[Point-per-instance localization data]
-------

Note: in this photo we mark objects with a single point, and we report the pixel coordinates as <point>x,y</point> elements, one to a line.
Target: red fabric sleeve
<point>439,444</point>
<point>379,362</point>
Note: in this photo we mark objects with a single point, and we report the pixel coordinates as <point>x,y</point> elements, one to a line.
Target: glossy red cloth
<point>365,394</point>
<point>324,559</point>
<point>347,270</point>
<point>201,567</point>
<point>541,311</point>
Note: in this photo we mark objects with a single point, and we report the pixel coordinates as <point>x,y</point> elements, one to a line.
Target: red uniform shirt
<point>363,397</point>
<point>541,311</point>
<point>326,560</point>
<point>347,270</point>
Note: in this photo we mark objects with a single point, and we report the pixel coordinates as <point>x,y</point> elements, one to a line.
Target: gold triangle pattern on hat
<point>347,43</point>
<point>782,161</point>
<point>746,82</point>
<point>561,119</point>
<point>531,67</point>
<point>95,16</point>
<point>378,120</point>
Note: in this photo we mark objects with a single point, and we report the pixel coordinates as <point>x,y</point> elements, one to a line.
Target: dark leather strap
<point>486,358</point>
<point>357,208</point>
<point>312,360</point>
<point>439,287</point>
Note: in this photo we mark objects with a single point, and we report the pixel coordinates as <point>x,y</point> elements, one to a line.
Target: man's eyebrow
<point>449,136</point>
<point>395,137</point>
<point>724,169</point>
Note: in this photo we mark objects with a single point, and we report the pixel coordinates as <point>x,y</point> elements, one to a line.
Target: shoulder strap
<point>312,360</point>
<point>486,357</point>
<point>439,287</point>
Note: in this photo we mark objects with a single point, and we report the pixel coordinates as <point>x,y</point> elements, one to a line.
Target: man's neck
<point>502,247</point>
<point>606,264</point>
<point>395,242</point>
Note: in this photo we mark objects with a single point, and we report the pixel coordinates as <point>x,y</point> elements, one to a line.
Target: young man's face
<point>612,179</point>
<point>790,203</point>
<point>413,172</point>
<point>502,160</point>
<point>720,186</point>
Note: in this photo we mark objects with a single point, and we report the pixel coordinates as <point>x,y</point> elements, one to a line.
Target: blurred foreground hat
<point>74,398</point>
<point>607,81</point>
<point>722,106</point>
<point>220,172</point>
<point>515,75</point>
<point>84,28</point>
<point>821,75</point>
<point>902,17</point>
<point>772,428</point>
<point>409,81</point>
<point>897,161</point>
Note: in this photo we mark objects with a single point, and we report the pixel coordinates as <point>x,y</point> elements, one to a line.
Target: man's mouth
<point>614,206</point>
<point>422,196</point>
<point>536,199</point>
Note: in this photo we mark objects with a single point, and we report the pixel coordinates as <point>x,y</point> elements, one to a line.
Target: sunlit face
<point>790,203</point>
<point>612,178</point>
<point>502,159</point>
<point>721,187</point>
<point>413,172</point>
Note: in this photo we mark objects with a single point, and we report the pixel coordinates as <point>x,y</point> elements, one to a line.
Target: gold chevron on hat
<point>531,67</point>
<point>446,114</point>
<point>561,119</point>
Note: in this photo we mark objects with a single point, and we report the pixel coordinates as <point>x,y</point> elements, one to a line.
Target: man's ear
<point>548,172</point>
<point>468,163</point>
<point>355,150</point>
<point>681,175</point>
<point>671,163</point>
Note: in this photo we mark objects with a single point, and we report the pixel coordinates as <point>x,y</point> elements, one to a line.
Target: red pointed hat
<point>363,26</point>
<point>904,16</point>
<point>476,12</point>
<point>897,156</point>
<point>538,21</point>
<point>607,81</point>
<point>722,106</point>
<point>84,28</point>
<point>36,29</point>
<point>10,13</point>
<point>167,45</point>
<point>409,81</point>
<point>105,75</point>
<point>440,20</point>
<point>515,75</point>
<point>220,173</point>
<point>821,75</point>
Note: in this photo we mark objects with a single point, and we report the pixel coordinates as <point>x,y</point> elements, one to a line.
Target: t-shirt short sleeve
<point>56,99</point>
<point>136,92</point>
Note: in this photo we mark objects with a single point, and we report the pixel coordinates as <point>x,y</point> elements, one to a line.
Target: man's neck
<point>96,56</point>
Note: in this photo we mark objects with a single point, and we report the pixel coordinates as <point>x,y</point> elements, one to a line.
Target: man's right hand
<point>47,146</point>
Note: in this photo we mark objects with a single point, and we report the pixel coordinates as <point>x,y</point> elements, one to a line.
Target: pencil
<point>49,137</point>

-------

Exercise
Transcribe every entry exactly.

Answer to this task
Note: in this photo we mark objects with a single point, and we report the pixel coordinates as <point>x,y</point> elements, one to a line.
Target: red fabric sleeve
<point>439,444</point>
<point>379,362</point>
Note: in this photo we mark objects with a single point, and we report the pixel coordinates as <point>x,y</point> elements, one to a line.
Target: glossy red cloth
<point>365,394</point>
<point>324,559</point>
<point>347,270</point>
<point>201,567</point>
<point>541,311</point>
Note: in this photo we mark objects with a single point, and we report the pixel coordinates as <point>x,y</point> elements, one to a line.
Target: red uniform shirt
<point>363,397</point>
<point>541,311</point>
<point>326,560</point>
<point>347,270</point>
Note: in this photo we mark objects with a single point, and we report the pixel coordinates as <point>x,y</point> elements, one to a line.
Target: gold triangle pattern on hat
<point>347,43</point>
<point>782,161</point>
<point>746,82</point>
<point>561,119</point>
<point>531,67</point>
<point>95,16</point>
<point>378,120</point>
Note: in this photo we mark objects with a single point, and we report the pixel coordinates as <point>x,y</point> elements, one to a line.
Target: dark leather strap
<point>486,358</point>
<point>357,208</point>
<point>312,360</point>
<point>439,287</point>
Note: in this photo we mark objects with a single point, and we report the pixel coordinates as <point>x,y</point> elements, one to a line.
Target: man's eyebrow
<point>449,136</point>
<point>395,137</point>
<point>724,169</point>
Note: in this photo we mark objects with a single point, and we report the pixel coordinates as <point>x,y</point> elements, one to a line.
Target: shoulder strap
<point>312,360</point>
<point>486,357</point>
<point>439,287</point>
Note: in this photo we mark objects with a single point, and we report the pixel coordinates as <point>x,y</point> elements, one to a line.
Target: man's neck
<point>502,247</point>
<point>606,264</point>
<point>395,242</point>
Note: in this photo we mark objects with a single point, and we report the pixel coordinates as <point>x,y</point> elements, one to a line.
Target: young man's face
<point>612,179</point>
<point>790,203</point>
<point>413,172</point>
<point>502,160</point>
<point>720,186</point>
Note: in this photo we mark objects with a single point, and we report the pixel coordinates as <point>x,y</point> elements, one to a line.
Target: blurred foreground hat
<point>74,398</point>
<point>607,81</point>
<point>722,106</point>
<point>220,172</point>
<point>515,75</point>
<point>84,28</point>
<point>821,75</point>
<point>902,17</point>
<point>772,428</point>
<point>409,81</point>
<point>897,161</point>
Note: in this photo we mark objects with a single point, and we report the pixel coordinates as <point>x,y</point> elements, one to a line.
Target: man's mouth
<point>614,206</point>
<point>422,196</point>
<point>536,199</point>
Note: in this photo we mark objects with a single point, and we report the pixel coordinates as <point>x,y</point> elements, one to a line.
Target: sunlit face
<point>790,203</point>
<point>612,178</point>
<point>502,159</point>
<point>721,187</point>
<point>413,172</point>
Note: in this photo we mark objects with a single point, and we report the pixel coordinates as <point>x,y</point> elements, one to a line.
Target: gold chevron on hat
<point>531,67</point>
<point>446,114</point>
<point>561,119</point>
Note: in this photo we mark objects with a single point, and we report the pixel coordinates as <point>x,y</point> elements, one to a line.
Target: man's ear
<point>548,172</point>
<point>468,163</point>
<point>355,150</point>
<point>681,175</point>
<point>671,163</point>
Note: in this photo we mark objects with a single point, and we report the pixel coordinates as <point>x,y</point> elements, one to a line.
Target: red pointed hat
<point>363,26</point>
<point>904,16</point>
<point>476,12</point>
<point>897,156</point>
<point>538,21</point>
<point>607,81</point>
<point>722,106</point>
<point>84,28</point>
<point>36,29</point>
<point>10,13</point>
<point>167,45</point>
<point>409,81</point>
<point>105,75</point>
<point>440,20</point>
<point>515,75</point>
<point>220,173</point>
<point>821,75</point>
Note: in this photo we mark objects with a single point, and we report the pixel coordinates as <point>x,y</point> elements, one to a line.
Target: t-shirt short sleeve
<point>56,99</point>
<point>136,92</point>
Note: in this photo we mark objects with a single point, and we report the pixel coordinates as <point>x,y</point> elements, one to a line.
Target: man's neck
<point>96,56</point>
Note: in this photo we mark objects with a single point, and we report the pixel coordinates as <point>x,y</point> elements, one to a line.
Target: man's right hand
<point>47,146</point>
Note: in this photo we mark objects with a single point, and we report the pixel coordinates as <point>x,y</point> elements, one to a line.
Target: pencil
<point>49,137</point>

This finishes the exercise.